What the exercise asks — In the entries below, filter for the word "rocky" and copy every matching line.

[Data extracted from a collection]
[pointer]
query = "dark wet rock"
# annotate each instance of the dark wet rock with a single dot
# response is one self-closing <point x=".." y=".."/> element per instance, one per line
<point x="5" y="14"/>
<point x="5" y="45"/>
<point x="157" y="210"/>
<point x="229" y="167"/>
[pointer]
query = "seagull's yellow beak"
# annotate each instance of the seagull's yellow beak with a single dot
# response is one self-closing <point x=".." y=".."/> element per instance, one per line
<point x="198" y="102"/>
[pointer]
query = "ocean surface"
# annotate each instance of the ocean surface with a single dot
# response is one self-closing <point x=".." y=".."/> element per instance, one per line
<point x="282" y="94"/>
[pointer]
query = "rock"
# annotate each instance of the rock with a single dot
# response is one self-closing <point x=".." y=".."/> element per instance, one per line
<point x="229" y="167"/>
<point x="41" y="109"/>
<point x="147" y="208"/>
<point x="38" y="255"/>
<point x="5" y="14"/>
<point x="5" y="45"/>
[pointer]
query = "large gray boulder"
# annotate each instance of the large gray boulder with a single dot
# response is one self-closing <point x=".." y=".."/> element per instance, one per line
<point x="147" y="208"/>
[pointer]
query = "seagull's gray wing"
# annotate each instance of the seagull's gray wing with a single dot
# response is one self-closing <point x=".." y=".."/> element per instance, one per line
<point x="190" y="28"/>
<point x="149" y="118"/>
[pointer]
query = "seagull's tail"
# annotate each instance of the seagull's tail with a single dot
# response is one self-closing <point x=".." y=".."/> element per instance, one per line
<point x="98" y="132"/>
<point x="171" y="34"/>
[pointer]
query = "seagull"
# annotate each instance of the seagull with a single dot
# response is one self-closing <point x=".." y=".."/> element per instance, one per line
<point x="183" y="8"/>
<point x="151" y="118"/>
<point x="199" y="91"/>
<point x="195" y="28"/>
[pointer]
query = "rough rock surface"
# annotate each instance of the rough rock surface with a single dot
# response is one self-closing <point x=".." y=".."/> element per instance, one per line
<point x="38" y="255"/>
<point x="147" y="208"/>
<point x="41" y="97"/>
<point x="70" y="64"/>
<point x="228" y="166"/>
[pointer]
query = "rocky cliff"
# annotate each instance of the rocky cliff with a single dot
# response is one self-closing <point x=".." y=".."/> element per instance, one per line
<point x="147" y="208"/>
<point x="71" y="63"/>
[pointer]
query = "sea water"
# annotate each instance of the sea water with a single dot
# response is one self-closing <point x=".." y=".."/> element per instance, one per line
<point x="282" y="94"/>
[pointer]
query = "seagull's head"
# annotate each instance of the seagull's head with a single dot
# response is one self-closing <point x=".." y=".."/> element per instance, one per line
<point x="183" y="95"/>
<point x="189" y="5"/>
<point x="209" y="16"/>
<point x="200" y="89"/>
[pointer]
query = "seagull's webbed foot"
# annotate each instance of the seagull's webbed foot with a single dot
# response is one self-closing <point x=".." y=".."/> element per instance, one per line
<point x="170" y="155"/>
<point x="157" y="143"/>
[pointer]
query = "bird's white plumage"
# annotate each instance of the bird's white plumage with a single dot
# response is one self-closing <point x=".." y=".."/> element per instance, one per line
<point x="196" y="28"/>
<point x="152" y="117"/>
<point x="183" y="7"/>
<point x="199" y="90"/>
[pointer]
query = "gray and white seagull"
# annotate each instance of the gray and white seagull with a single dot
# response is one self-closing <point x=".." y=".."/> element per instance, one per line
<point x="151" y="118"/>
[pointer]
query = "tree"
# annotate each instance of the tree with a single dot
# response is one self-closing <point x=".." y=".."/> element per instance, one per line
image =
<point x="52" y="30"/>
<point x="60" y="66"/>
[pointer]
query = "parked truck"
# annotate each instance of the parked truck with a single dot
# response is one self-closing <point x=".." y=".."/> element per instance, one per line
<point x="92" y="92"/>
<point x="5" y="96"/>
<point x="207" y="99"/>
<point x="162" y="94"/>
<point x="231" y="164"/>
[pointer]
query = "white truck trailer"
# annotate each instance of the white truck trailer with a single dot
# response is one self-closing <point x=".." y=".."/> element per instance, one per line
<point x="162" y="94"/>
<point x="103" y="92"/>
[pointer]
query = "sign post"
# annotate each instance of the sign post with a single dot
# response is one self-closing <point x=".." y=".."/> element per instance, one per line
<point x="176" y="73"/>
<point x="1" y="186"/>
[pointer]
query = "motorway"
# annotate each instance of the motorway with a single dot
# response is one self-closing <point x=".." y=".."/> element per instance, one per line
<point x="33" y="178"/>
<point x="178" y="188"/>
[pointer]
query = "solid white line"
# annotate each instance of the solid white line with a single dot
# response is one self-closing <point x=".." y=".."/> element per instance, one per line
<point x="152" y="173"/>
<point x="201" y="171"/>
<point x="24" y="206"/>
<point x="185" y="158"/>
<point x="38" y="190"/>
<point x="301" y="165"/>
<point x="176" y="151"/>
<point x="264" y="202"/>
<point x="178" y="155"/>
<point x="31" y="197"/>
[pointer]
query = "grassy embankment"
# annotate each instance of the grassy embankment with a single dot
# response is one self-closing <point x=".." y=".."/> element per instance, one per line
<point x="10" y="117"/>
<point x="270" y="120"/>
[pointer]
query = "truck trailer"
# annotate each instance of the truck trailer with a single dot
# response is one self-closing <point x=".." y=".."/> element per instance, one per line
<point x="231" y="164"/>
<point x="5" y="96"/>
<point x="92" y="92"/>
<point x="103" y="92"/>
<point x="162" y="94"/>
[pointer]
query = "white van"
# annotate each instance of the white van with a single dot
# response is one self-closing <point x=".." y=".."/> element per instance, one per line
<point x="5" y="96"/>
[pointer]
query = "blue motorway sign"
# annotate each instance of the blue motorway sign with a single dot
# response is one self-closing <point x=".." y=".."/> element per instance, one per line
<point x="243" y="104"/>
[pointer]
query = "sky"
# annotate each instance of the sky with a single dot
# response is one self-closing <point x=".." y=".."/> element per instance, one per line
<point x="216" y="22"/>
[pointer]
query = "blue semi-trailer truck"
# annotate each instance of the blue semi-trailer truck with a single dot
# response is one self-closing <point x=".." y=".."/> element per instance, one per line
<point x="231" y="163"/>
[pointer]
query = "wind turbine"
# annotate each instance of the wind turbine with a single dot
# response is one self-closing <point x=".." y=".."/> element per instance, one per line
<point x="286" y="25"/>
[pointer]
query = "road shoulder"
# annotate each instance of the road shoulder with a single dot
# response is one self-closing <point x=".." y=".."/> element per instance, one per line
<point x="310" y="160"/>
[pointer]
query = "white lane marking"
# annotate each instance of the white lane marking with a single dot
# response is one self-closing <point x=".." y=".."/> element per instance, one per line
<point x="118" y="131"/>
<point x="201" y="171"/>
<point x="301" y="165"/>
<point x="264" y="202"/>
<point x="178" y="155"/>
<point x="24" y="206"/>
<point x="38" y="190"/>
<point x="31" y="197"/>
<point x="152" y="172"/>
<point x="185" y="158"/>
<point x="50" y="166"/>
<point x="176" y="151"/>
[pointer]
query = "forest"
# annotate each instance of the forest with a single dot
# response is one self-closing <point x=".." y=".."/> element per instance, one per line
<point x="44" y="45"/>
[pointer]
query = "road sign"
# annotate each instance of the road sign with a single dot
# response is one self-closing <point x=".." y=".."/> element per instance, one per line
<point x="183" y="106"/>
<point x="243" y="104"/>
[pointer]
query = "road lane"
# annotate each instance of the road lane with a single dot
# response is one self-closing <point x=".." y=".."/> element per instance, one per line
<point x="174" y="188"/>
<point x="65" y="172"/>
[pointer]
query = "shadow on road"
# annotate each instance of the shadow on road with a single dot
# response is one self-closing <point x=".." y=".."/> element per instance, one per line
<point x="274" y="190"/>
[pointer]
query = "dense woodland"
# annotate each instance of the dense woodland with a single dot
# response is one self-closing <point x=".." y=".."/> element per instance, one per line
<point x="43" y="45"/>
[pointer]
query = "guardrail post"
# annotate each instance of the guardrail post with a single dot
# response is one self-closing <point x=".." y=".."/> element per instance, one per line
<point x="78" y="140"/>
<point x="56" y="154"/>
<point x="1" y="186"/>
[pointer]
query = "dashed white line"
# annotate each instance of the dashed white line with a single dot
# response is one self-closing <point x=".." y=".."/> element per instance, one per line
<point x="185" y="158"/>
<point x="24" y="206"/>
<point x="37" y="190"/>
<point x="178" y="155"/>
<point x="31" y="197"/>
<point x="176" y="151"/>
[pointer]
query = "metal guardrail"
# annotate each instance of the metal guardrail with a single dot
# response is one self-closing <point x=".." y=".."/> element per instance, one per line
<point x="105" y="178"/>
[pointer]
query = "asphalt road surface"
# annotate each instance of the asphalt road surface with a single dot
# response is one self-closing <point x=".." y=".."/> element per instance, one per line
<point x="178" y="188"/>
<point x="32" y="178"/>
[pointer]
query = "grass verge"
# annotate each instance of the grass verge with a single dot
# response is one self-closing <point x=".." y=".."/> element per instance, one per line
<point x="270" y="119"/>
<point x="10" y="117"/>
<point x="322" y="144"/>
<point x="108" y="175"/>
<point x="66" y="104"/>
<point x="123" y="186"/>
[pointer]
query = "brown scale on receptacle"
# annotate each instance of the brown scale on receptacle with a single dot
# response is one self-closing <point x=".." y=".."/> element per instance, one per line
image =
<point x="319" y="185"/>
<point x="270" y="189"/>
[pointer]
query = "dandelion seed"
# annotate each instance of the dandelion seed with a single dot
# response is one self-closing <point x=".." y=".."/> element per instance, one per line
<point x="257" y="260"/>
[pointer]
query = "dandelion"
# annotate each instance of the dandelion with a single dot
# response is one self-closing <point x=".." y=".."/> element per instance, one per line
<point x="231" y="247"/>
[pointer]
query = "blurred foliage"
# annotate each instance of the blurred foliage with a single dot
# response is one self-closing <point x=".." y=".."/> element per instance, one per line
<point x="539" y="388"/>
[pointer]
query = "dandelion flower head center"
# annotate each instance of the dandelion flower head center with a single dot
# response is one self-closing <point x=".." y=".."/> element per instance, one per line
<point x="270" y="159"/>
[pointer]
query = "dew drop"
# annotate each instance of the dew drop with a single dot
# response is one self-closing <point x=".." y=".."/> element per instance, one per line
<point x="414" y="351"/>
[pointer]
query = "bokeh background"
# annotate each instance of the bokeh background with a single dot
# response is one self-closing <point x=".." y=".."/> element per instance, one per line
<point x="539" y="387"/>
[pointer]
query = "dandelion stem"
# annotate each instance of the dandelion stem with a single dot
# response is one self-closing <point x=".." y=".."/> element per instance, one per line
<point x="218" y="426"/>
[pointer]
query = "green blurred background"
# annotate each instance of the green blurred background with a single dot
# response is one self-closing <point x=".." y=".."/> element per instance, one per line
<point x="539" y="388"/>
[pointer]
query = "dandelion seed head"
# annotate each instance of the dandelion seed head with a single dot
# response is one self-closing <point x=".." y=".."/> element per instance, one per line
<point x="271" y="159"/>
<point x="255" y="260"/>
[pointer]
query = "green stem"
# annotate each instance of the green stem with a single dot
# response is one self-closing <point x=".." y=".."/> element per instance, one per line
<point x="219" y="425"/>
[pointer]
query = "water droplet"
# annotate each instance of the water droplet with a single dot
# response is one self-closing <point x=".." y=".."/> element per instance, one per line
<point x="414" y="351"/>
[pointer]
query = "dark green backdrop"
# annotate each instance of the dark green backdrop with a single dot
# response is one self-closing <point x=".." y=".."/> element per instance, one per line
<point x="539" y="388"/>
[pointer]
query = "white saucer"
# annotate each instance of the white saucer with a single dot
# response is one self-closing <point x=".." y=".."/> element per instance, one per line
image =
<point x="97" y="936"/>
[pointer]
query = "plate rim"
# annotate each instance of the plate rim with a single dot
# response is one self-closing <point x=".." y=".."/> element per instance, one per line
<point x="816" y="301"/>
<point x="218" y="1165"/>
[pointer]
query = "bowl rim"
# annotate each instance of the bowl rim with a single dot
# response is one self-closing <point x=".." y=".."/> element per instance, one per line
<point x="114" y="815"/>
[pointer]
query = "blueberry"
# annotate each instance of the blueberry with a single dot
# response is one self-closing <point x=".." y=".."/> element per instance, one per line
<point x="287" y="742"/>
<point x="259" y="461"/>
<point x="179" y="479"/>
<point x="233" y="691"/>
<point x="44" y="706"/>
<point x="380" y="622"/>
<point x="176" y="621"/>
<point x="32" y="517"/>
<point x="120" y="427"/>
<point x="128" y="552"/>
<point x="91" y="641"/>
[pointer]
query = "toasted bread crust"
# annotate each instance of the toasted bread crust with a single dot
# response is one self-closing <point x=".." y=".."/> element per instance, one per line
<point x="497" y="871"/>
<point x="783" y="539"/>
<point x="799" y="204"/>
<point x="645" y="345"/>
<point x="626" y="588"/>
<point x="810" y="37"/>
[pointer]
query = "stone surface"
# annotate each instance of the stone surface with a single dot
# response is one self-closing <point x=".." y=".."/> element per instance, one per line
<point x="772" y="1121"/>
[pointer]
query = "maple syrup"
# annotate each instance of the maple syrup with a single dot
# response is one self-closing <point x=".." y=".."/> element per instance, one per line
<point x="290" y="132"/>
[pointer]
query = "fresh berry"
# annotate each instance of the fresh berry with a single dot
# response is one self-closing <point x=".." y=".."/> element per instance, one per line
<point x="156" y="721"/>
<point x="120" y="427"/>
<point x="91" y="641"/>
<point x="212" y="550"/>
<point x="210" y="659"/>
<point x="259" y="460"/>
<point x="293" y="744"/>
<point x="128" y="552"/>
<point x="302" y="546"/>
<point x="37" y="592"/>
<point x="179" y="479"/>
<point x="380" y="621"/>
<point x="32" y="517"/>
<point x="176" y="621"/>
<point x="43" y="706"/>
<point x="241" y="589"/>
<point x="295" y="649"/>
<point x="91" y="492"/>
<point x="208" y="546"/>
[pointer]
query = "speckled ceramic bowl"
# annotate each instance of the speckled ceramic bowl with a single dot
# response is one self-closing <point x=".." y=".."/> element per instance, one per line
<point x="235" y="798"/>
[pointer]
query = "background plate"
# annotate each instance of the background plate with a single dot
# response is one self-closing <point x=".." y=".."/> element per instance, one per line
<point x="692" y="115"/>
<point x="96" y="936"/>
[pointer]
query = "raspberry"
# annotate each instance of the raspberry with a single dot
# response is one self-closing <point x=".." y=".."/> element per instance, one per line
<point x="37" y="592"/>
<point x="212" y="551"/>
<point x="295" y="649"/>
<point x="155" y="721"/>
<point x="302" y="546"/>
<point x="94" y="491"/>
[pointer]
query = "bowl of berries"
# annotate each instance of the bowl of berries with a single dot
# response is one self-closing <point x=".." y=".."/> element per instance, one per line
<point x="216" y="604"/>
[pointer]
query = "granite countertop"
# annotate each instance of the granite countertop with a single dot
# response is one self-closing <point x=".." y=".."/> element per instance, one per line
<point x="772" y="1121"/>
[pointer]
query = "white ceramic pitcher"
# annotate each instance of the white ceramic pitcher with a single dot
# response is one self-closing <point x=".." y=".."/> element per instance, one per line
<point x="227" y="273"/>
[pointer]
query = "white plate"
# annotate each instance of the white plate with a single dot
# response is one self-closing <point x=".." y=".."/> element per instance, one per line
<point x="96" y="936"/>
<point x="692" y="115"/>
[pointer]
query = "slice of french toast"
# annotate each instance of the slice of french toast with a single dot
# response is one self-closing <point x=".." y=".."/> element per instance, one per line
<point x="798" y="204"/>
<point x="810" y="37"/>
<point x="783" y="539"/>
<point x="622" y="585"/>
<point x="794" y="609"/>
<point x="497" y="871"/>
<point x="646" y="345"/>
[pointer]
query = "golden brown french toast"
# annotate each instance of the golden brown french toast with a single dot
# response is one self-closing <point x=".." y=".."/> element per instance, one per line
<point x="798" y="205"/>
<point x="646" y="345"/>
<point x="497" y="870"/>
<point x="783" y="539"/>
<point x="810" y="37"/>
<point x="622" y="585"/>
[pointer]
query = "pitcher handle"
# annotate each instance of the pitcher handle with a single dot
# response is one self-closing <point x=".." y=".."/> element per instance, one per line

Answer section —
query = "rocky cliff"
# annotate each instance of the rocky cliff with a single dot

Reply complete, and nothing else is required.